WORK TASK: Please copy the material below line for line, leaving out the pictures.
Segment Open
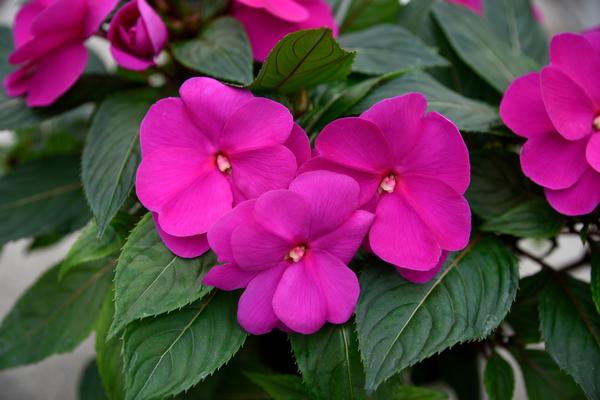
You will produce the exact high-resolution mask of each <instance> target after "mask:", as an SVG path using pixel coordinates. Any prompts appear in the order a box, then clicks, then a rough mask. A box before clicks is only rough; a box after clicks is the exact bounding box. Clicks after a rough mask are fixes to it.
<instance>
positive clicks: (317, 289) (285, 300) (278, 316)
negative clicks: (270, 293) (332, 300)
mask: <svg viewBox="0 0 600 400" xmlns="http://www.w3.org/2000/svg"><path fill="white" fill-rule="evenodd" d="M308 268H309V266H308V265H307V264H306V263H305V262H303V261H300V262H297V263H293V264H292V265H290V266H289V267H288V268H287V269H286V270H285V272H284V274H283V276H282V277H281V280H280V281H279V285H278V286H277V290H276V291H275V295H274V296H273V309H274V311H275V314H276V315H277V317H278V318H279V319H280V320H281V321H282V322H283V323H284V324H285V325H286V326H287V327H288V328H290V329H291V330H293V331H295V332H299V333H303V334H305V335H308V334H311V333H314V332H316V331H318V330H319V329H320V328H321V327H322V326H323V325H324V324H325V322H326V321H327V317H328V305H327V298H326V297H325V296H323V294H322V293H321V290H320V288H319V282H317V281H316V280H315V277H314V275H313V274H311V273H310V272H309V271H308Z"/></svg>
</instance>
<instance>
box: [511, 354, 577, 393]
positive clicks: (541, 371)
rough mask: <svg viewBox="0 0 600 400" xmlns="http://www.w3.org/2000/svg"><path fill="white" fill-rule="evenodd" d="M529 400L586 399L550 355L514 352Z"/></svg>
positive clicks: (573, 383)
mask: <svg viewBox="0 0 600 400" xmlns="http://www.w3.org/2000/svg"><path fill="white" fill-rule="evenodd" d="M512 354H513V355H514V356H515V358H516V360H517V361H518V362H519V366H520V367H521V371H522V372H523V378H524V379H525V387H526V389H527V397H528V399H529V400H582V399H584V398H585V396H584V394H583V393H582V392H581V389H580V388H579V387H578V386H577V384H575V382H573V379H571V377H570V376H569V375H567V374H565V373H564V372H562V371H561V370H560V368H559V367H558V365H556V363H555V362H554V361H552V358H550V356H549V355H548V353H546V352H544V351H541V350H518V351H517V350H514V349H513V351H512Z"/></svg>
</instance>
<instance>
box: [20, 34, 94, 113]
mask: <svg viewBox="0 0 600 400" xmlns="http://www.w3.org/2000/svg"><path fill="white" fill-rule="evenodd" d="M87 59H88V53H87V50H86V48H85V46H84V45H83V44H81V43H78V42H74V43H72V44H70V45H67V46H64V47H62V48H61V49H59V50H56V51H55V52H53V53H52V54H49V55H47V56H46V57H45V58H44V59H42V60H41V61H40V63H39V64H38V66H37V69H36V71H35V73H34V74H33V75H32V77H31V80H30V81H29V87H28V89H27V105H28V106H29V107H37V106H48V105H50V104H52V103H53V102H54V101H55V100H56V99H58V98H59V97H60V96H62V95H63V94H64V93H65V92H66V91H67V90H69V89H70V88H71V86H73V85H74V84H75V82H76V81H77V79H78V78H79V77H80V76H81V74H82V73H83V70H84V69H85V64H86V63H87Z"/></svg>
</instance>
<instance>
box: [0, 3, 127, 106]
mask: <svg viewBox="0 0 600 400" xmlns="http://www.w3.org/2000/svg"><path fill="white" fill-rule="evenodd" d="M117 2H118V0H102V1H100V0H32V1H30V2H29V3H27V4H25V5H24V6H23V7H22V8H21V10H20V11H19V13H18V14H17V17H16V19H15V26H14V31H13V35H14V44H15V50H14V51H13V52H12V53H11V54H10V57H9V59H8V61H9V63H10V64H12V65H20V67H19V69H17V70H16V71H15V72H13V73H11V74H10V75H8V76H7V77H6V79H5V81H4V87H5V88H6V93H7V94H8V95H9V96H21V95H25V94H26V95H27V105H28V106H30V107H35V106H47V105H49V104H52V103H53V102H54V101H55V100H56V99H57V98H59V97H60V96H61V95H62V94H64V93H65V92H66V91H67V90H68V89H69V88H70V87H71V86H73V84H74V83H75V82H76V81H77V79H78V78H79V76H80V75H81V74H82V73H83V70H84V68H85V64H86V62H87V58H88V53H87V50H86V48H85V46H84V45H83V42H84V41H85V40H86V39H87V38H89V37H90V36H91V35H93V34H94V32H96V31H97V30H98V28H99V27H100V24H101V23H102V21H104V18H106V16H107V15H108V14H109V13H110V12H111V11H112V9H113V8H114V7H115V5H116V4H117Z"/></svg>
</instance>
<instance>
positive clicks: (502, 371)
mask: <svg viewBox="0 0 600 400" xmlns="http://www.w3.org/2000/svg"><path fill="white" fill-rule="evenodd" d="M483 382H484V383H485V390H486V392H487V394H488V397H489V399H490V400H511V399H512V396H513V392H514V390H515V377H514V374H513V371H512V367H511V366H510V364H509V363H508V362H507V361H506V360H505V359H504V358H502V357H501V356H500V355H499V354H498V353H496V352H494V353H492V355H491V356H490V357H489V358H488V360H487V364H486V365H485V372H484V374H483Z"/></svg>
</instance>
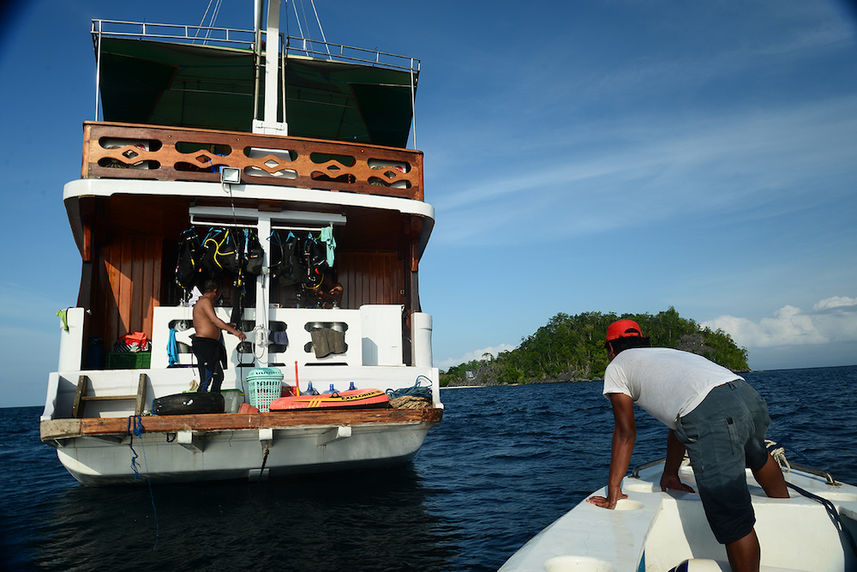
Segment Closed
RESPONSE BELOW:
You will produce the exact high-resolution mask of each <instance> target after "mask:", as an SVG path using pixel coordinates. Any prompts appear in the order a box, then clicks, then a rough mask. A box before clicks is only rough; a box after clicks is the exact bounding box. Clicks after a rough mask are fixes to it.
<instance>
positive clicks: (317, 289) (285, 300) (278, 316)
negative clicks: (270, 293) (332, 300)
mask: <svg viewBox="0 0 600 400" xmlns="http://www.w3.org/2000/svg"><path fill="white" fill-rule="evenodd" d="M308 268H309V266H308V265H307V264H306V263H305V262H303V261H300V262H297V263H293V264H292V265H290V266H289V267H288V268H287V269H286V270H285V272H284V274H283V276H282V277H281V280H280V281H279V285H278V286H277V290H276V291H275V295H274V296H273V309H274V311H275V314H276V315H277V317H278V318H279V319H280V320H281V321H282V322H283V323H284V324H285V325H286V326H287V327H288V328H290V329H291V330H293V331H295V332H299V333H303V334H305V335H308V334H311V333H314V332H316V331H318V330H319V329H320V328H321V327H322V326H323V325H324V324H325V322H326V321H327V317H328V305H327V298H326V297H325V296H323V294H322V293H321V290H320V288H319V282H317V281H316V280H315V277H314V275H313V274H311V273H310V272H309V271H308Z"/></svg>
</instance>
<instance>
box: [511, 354, 577, 393]
positive clicks: (541, 371)
rough mask: <svg viewBox="0 0 600 400" xmlns="http://www.w3.org/2000/svg"><path fill="white" fill-rule="evenodd" d="M529 400L586 399L550 355L514 352Z"/></svg>
positive clicks: (573, 383)
mask: <svg viewBox="0 0 600 400" xmlns="http://www.w3.org/2000/svg"><path fill="white" fill-rule="evenodd" d="M512 354H513V355H514V356H515V358H516V360H517V361H518V362H519V366H520V367H521V371H522V372H523V378H524V379H525V387H526V389H527V397H528V399H529V400H582V399H584V398H585V396H584V394H583V393H582V392H581V389H580V388H579V387H578V386H577V384H575V382H573V379H571V377H570V376H569V375H567V374H565V373H564V372H562V371H561V370H560V368H559V367H558V365H556V363H555V362H554V361H552V358H550V356H549V355H548V353H546V352H544V351H541V350H518V351H517V350H514V349H513V351H512Z"/></svg>
</instance>
<instance>
box: [20, 34, 94, 113]
mask: <svg viewBox="0 0 600 400" xmlns="http://www.w3.org/2000/svg"><path fill="white" fill-rule="evenodd" d="M87 59H88V53H87V50H86V48H85V46H84V45H83V44H81V43H78V42H74V43H72V44H70V45H67V46H64V47H62V48H61V49H59V50H56V51H55V52H53V53H52V54H49V55H47V56H46V57H45V58H44V59H42V60H41V61H40V63H39V64H38V66H37V69H36V71H35V73H34V74H33V75H32V77H31V80H30V81H29V87H28V89H27V105H28V106H29V107H37V106H48V105H50V104H52V103H53V102H54V101H55V100H56V99H58V98H59V97H60V96H62V95H63V94H64V93H65V92H66V91H67V90H69V89H70V88H71V86H73V85H74V84H75V82H76V81H77V79H78V78H79V77H80V76H81V74H82V73H83V70H84V69H85V64H86V63H87Z"/></svg>
</instance>
<instance>
box: [0, 3, 127, 106]
mask: <svg viewBox="0 0 600 400" xmlns="http://www.w3.org/2000/svg"><path fill="white" fill-rule="evenodd" d="M117 2H118V0H102V1H100V0H32V1H30V2H29V3H27V4H25V5H24V6H23V7H22V8H21V10H20V11H19V13H18V14H17V17H16V19H15V26H14V31H13V35H14V44H15V50H14V51H13V52H12V53H11V54H10V57H9V59H8V61H9V63H10V64H12V65H20V67H19V69H17V70H16V71H15V72H13V73H11V74H10V75H8V76H7V77H6V79H5V81H4V87H5V88H6V93H7V94H8V95H9V96H21V95H25V94H26V95H27V105H28V106H30V107H35V106H47V105H49V104H52V103H53V102H54V101H55V100H56V99H57V98H59V97H60V96H61V95H62V94H64V93H65V92H66V91H67V90H68V89H69V88H70V87H71V86H73V84H74V83H75V82H76V81H77V79H78V78H79V76H80V75H81V74H82V73H83V70H84V68H85V64H86V62H87V58H88V53H87V50H86V48H85V46H84V45H83V42H84V41H85V40H86V39H87V38H89V37H90V36H91V35H93V34H94V32H96V31H97V30H98V28H99V27H100V24H101V23H102V21H104V18H106V16H107V15H108V14H109V13H110V12H111V11H112V9H113V8H114V7H115V5H116V4H117Z"/></svg>
</instance>
<instance>
positive clicks: (502, 371)
mask: <svg viewBox="0 0 600 400" xmlns="http://www.w3.org/2000/svg"><path fill="white" fill-rule="evenodd" d="M483 382H484V383H485V390H486V392H487V394H488V397H489V399H490V400H511V399H512V396H513V392H514V390H515V377H514V374H513V371H512V367H511V366H510V364H509V363H508V362H507V361H506V360H505V359H504V358H502V357H501V356H500V355H499V354H498V353H496V352H494V353H492V355H491V356H490V357H489V358H488V360H487V364H486V365H485V372H484V374H483Z"/></svg>
</instance>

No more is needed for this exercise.